= Task prompt =
Repeat exactly the lines from the line containing "the statue hand" through the last line of the records below, inclusive, and nothing else.
*** The input ***
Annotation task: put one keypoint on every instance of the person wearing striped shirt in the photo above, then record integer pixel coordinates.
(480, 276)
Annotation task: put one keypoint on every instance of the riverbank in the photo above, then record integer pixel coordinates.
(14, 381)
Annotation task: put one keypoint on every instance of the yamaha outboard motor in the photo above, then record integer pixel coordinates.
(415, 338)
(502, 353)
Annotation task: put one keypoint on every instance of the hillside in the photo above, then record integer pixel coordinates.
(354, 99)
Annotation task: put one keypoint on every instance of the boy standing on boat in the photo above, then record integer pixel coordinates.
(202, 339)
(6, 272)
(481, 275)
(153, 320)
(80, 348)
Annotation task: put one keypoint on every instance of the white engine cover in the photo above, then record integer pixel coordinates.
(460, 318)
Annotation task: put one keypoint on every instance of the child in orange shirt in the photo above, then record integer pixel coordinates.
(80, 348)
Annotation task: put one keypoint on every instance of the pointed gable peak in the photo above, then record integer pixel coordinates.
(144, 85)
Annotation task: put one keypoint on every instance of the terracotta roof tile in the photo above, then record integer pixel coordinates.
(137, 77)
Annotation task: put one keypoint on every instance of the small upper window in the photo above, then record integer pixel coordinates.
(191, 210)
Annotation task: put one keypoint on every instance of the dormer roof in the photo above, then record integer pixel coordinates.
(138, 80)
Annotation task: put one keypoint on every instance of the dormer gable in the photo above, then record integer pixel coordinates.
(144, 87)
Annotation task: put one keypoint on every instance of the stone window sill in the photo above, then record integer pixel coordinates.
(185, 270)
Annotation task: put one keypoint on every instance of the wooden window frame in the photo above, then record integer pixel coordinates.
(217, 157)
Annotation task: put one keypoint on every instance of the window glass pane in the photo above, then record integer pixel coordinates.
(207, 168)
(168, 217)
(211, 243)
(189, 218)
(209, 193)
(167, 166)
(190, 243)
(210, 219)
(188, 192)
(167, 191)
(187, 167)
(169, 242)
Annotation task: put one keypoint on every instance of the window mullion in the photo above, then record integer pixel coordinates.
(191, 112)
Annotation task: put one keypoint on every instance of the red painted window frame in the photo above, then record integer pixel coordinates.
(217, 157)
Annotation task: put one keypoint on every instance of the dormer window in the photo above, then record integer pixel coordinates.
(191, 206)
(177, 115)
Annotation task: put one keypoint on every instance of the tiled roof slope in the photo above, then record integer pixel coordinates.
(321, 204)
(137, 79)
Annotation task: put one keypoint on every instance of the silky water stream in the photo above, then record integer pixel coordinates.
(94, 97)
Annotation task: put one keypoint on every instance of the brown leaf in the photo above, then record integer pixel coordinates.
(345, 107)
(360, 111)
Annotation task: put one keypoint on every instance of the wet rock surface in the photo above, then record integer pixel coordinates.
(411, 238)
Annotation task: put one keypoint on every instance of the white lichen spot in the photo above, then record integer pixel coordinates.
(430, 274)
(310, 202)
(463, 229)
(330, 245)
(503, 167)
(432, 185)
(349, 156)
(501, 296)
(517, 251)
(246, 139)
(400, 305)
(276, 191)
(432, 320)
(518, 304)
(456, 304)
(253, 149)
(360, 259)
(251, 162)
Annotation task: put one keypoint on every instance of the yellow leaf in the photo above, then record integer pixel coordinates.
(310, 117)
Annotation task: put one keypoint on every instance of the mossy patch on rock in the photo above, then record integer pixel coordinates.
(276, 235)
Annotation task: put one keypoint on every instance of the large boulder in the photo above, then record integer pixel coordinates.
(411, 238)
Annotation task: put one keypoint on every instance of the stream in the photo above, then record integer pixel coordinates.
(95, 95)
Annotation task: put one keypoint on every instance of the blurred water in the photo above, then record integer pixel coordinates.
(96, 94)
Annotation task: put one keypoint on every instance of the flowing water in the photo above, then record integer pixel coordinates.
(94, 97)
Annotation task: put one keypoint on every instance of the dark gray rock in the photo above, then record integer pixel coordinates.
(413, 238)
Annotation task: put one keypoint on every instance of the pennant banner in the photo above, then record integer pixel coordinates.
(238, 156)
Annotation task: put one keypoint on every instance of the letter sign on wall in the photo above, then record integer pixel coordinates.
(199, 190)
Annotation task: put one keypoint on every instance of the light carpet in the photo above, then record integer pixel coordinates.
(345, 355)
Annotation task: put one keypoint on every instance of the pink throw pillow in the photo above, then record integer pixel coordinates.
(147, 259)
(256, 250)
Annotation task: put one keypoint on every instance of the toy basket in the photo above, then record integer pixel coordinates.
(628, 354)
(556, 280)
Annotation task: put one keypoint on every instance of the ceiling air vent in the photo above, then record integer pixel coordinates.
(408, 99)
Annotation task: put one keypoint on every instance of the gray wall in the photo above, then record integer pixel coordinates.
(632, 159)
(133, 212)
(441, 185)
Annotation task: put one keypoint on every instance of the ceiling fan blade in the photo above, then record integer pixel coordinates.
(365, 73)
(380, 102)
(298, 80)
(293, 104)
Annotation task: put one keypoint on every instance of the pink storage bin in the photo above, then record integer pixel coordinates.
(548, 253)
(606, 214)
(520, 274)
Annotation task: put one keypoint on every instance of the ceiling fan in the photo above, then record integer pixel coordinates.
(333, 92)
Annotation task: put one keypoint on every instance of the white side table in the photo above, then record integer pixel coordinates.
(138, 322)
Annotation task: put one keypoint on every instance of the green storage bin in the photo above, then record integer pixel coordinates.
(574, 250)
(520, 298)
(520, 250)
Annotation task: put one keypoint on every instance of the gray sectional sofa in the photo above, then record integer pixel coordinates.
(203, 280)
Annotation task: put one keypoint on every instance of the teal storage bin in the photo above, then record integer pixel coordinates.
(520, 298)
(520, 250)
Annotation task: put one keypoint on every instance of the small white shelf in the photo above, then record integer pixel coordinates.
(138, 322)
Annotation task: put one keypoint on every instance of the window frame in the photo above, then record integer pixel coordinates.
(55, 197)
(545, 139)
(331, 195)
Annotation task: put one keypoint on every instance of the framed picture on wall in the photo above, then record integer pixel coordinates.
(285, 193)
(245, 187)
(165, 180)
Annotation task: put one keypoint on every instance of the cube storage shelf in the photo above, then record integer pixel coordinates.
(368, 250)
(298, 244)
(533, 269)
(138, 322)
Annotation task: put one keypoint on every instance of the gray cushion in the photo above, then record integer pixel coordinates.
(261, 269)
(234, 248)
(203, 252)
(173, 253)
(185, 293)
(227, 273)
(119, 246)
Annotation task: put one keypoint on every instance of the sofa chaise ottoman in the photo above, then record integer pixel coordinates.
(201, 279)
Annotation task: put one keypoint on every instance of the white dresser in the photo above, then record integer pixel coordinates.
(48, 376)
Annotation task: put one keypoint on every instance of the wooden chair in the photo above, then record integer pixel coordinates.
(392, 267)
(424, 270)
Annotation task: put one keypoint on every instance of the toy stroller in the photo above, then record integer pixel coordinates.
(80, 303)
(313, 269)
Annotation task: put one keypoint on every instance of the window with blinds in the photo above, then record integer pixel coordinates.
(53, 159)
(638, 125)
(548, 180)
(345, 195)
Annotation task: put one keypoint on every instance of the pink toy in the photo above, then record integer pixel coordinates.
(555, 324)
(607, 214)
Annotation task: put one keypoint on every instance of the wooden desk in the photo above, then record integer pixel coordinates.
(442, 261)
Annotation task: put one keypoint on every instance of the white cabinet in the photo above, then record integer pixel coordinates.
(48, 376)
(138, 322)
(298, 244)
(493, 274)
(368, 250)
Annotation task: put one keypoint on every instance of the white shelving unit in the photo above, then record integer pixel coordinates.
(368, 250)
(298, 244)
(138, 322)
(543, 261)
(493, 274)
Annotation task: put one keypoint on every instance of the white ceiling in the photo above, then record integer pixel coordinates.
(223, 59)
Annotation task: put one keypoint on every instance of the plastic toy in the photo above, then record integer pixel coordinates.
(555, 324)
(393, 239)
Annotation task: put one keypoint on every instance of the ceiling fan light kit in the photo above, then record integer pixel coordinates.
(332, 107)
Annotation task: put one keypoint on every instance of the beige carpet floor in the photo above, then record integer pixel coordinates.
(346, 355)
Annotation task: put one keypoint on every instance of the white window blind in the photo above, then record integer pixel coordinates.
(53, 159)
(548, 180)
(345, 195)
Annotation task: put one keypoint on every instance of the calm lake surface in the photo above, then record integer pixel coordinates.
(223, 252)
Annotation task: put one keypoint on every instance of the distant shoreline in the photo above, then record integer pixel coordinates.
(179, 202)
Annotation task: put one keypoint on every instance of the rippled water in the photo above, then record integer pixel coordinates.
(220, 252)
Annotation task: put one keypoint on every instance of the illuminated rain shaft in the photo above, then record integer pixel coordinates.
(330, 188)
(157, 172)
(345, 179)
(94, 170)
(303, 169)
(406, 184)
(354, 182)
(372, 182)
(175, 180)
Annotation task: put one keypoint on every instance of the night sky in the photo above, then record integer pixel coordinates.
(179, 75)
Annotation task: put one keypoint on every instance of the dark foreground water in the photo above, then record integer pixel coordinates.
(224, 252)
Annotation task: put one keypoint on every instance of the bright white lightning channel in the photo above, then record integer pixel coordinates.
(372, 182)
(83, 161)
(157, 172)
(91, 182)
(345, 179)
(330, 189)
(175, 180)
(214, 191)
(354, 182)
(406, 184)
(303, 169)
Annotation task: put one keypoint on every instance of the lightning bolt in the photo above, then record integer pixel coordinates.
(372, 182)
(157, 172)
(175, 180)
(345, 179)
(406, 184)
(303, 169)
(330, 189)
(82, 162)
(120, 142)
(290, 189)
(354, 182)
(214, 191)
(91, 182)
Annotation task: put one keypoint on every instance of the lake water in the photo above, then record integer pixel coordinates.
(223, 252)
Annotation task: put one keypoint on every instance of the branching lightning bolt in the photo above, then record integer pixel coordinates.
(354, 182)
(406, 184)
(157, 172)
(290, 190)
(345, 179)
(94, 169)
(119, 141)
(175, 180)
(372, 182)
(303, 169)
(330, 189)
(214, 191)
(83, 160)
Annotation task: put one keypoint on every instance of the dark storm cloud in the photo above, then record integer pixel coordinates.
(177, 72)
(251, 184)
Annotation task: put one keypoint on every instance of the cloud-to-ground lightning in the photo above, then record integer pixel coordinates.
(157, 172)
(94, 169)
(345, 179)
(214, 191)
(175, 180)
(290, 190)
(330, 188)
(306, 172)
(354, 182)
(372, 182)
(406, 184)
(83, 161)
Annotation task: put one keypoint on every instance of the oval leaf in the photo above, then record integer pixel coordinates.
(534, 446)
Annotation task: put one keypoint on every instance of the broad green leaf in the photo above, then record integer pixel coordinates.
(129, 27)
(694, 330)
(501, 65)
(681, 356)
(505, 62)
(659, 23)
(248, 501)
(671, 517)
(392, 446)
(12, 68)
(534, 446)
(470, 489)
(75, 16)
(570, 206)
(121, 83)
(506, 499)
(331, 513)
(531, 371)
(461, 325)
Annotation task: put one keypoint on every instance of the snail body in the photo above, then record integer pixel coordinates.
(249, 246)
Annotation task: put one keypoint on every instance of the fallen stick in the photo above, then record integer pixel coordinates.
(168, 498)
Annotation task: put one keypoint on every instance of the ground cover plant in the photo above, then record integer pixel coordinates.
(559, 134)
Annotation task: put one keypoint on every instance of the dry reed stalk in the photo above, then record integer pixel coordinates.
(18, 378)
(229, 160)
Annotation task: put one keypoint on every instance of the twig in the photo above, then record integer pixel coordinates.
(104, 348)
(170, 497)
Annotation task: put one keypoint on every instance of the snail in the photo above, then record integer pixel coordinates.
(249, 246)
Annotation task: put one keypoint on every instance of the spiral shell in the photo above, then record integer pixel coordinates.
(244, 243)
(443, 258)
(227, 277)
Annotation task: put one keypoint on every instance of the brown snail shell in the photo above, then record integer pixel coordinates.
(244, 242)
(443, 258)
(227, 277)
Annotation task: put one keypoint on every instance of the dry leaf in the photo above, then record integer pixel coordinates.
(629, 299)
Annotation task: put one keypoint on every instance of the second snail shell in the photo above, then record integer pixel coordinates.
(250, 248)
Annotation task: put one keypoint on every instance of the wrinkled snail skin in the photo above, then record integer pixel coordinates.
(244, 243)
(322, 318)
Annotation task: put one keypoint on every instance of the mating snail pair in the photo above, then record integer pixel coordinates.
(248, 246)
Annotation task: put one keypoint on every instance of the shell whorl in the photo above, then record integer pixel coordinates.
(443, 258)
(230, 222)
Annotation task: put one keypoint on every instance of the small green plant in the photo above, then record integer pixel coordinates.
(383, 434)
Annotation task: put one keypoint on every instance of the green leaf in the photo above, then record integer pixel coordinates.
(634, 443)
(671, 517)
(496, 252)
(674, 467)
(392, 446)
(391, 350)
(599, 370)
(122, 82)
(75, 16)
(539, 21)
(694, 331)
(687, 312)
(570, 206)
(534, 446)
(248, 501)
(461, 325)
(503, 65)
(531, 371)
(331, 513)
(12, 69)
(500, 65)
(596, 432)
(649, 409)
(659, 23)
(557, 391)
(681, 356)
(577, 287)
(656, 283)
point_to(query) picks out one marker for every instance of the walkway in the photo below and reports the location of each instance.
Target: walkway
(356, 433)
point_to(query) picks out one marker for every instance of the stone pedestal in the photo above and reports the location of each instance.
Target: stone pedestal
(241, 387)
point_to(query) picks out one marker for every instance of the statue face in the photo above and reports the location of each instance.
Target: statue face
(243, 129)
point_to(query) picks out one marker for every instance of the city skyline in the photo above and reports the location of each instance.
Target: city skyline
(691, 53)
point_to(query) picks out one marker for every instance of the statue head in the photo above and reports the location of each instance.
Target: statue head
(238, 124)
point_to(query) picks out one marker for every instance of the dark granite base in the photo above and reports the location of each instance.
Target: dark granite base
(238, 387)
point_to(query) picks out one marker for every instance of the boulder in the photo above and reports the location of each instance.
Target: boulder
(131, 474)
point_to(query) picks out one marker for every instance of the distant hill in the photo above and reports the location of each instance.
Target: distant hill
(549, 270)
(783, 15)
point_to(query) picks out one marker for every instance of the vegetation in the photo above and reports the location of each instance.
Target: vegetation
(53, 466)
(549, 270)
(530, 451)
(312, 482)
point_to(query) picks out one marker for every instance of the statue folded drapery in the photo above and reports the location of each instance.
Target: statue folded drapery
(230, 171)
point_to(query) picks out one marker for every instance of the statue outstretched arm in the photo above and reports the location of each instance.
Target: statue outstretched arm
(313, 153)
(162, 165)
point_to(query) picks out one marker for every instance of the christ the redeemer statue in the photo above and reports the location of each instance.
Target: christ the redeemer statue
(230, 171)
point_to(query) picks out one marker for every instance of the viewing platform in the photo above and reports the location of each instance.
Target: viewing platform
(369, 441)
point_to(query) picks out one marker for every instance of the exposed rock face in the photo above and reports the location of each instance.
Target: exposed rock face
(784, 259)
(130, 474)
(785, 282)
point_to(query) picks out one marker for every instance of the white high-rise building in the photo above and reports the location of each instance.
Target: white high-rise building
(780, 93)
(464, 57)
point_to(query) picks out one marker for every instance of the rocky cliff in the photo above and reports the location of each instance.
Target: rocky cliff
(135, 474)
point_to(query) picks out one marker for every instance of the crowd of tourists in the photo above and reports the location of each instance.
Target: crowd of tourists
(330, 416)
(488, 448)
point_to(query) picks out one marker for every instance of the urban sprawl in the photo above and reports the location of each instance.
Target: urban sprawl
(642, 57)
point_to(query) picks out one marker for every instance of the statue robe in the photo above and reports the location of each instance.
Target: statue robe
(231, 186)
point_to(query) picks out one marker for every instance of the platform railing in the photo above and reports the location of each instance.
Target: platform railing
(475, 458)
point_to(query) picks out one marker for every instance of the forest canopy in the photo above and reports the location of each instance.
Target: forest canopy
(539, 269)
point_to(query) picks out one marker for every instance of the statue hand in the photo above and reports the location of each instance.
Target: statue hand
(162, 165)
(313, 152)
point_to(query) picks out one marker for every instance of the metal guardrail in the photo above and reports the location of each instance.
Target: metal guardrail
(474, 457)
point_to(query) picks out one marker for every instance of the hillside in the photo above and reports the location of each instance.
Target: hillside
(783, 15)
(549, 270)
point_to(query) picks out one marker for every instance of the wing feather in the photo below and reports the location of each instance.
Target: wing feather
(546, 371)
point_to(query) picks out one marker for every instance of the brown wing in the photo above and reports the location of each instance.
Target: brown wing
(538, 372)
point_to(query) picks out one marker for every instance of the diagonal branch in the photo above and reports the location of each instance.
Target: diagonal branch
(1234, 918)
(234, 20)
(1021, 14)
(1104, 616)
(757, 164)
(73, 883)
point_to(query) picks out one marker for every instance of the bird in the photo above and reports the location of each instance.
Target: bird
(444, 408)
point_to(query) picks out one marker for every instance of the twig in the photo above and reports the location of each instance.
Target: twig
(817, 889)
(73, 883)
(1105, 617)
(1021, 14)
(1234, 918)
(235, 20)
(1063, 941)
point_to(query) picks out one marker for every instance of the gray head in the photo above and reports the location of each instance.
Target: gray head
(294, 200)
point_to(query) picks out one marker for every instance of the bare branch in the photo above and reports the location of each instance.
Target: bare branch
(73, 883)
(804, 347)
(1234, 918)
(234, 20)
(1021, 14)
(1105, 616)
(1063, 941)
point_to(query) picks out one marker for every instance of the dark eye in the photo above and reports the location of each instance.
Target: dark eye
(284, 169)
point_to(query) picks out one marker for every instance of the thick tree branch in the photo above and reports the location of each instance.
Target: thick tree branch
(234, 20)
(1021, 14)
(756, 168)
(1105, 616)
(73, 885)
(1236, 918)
***
= Expected answer =
point_to(query) picks out one marker for every instance of the statue hand in the photo above and reports the location of each instance.
Target: statue hand
(162, 165)
(313, 152)
point_to(query) picks out one marker for every instance of the metal guardrail in the photo above and reports the location of each instance.
Target: metal guardrail
(474, 457)
point_to(query) picks out one marker for every instance of the hillside in the photo above and reports the location of each instance.
Target: hillside
(783, 15)
(549, 270)
point_to(query) picks out one marker for every instance of the wing feather in the photo below and reports the location of each instance.
Target: wing feather
(546, 371)
point_to(query) picks out one marker for every instance of the brown wing in the photo above and reports the location of each instance.
Target: brown wing
(538, 372)
point_to(query) picks out one marker for every instance of the diagonal branch in the photo above and reports the location of each instance.
Target: diagonal branch
(1234, 918)
(234, 20)
(1021, 14)
(1104, 616)
(757, 164)
(73, 883)
point_to(query) picks out one marker for every instance of the bird in the photo above and reports the location of each instance.
Target: bird
(444, 408)
point_to(query) picks out one marker for every instance of the twig in the photo above and reports the location of each instance.
Target: twig
(817, 889)
(73, 883)
(1105, 617)
(1021, 14)
(1234, 918)
(235, 20)
(1063, 941)
point_to(query) picks out one marker for every instance of the gray head in the photo above and reports the location of each instance.
Target: gray head
(294, 200)
point_to(query) picks out one marker for every instance of the bare branch in the photo above and reports the location of each instance.
Target: bare branch
(73, 883)
(804, 347)
(1234, 918)
(234, 20)
(1021, 14)
(1105, 616)
(1063, 941)
point_to(query) picks out one marker for every instance of the dark eye in the photo above and reports the location of each instance.
Target: dark eye
(284, 169)
point_to(query) picks out one marker for every instance of the thick tree branch in the photo above and reports the location of each instance.
Target: thick tree branch
(234, 20)
(1021, 14)
(756, 168)
(1105, 616)
(73, 885)
(1236, 918)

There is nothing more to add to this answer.